→ **WRITTEN INSTRUCTION**
Collect every line in the records below that contains the string "astronaut", and copy each of those lines in full. Case counts when matching.

┄┄┄┄┄┄┄┄┄┄

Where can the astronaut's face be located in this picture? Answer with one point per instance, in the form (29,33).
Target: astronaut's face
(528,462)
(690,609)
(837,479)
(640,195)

┄┄┄┄┄┄┄┄┄┄

→ **RESULT OF THIS TASK**
Where can the astronaut's face be located in this picture? Answer with one point per instance, in the form (29,33).
Target: astronaut's face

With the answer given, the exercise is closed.